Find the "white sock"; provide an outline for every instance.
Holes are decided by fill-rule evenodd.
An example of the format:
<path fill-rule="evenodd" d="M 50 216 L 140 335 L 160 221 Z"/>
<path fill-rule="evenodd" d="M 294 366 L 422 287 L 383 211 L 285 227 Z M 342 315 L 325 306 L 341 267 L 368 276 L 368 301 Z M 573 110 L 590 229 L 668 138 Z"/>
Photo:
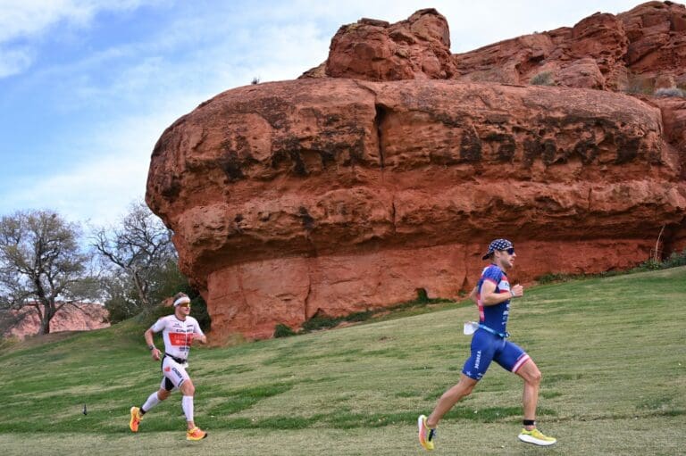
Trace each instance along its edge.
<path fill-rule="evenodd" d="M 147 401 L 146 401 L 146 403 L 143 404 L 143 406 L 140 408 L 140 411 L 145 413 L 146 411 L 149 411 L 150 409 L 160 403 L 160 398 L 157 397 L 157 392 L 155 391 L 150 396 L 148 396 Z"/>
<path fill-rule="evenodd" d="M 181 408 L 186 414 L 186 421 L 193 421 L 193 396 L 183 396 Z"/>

----

## What you are asked to do
Express the entries above as a CSV with two columns, entry_text and answer, and one row per entry. Put each entry's text and its answer in a single quoted field with line breaks turned into spaces, and leave the pictures out.

## Answer to this problem
entry_text,answer
"Find the ""white sock""; provide an outline for every instance. Holes are decided by fill-rule evenodd. An example of the format: <path fill-rule=""evenodd"" d=""M 50 216 L 140 335 L 160 221 Z""/> <path fill-rule=""evenodd"" d=""M 294 366 L 422 287 L 383 211 L 285 227 Z M 342 315 L 325 306 L 341 267 L 368 276 L 368 301 Z M 573 110 L 590 229 L 668 138 Z""/> Photo: Trace each instance along its edge.","<path fill-rule=""evenodd"" d=""M 147 401 L 146 401 L 146 403 L 143 404 L 143 406 L 140 408 L 140 411 L 145 413 L 146 411 L 149 411 L 150 409 L 160 403 L 160 398 L 157 397 L 157 392 L 155 391 L 150 396 L 148 396 Z""/> <path fill-rule=""evenodd"" d=""M 181 408 L 186 414 L 186 421 L 193 421 L 193 396 L 183 396 Z""/>"